◆ Material provided:

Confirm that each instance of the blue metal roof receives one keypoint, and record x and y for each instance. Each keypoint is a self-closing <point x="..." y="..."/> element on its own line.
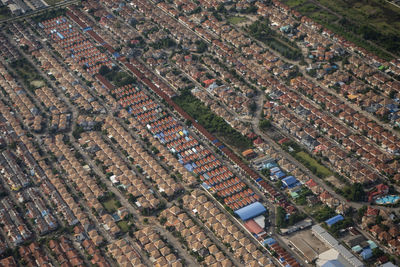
<point x="250" y="211"/>
<point x="269" y="241"/>
<point x="280" y="174"/>
<point x="366" y="254"/>
<point x="334" y="220"/>
<point x="274" y="170"/>
<point x="333" y="263"/>
<point x="288" y="181"/>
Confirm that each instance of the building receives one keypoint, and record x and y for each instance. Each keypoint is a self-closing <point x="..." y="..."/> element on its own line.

◆ Aim: Rewrite the listing above as a Markdown table with the columns "Row" and "Line", giving each nonblank line its own numbered row. Leave the pictures out.

◆ Full output:
| Row | Line |
|---|---|
| 1 | Confirm that each instance of the blue metal roof receives one keypoint, and record x and y for each instance. Each keypoint is a self-closing <point x="..." y="..."/> element on its own line. |
| 2 | <point x="250" y="211"/> |
| 3 | <point x="269" y="241"/> |
| 4 | <point x="280" y="174"/> |
| 5 | <point x="366" y="254"/> |
| 6 | <point x="334" y="220"/> |
| 7 | <point x="274" y="170"/> |
| 8 | <point x="333" y="263"/> |
| 9 | <point x="288" y="181"/> |
| 10 | Confirm that each instance of the building receives one keypoint, and record x and y for each instance. Each keypoint is a self-closing <point x="..." y="..."/> element on its own line. |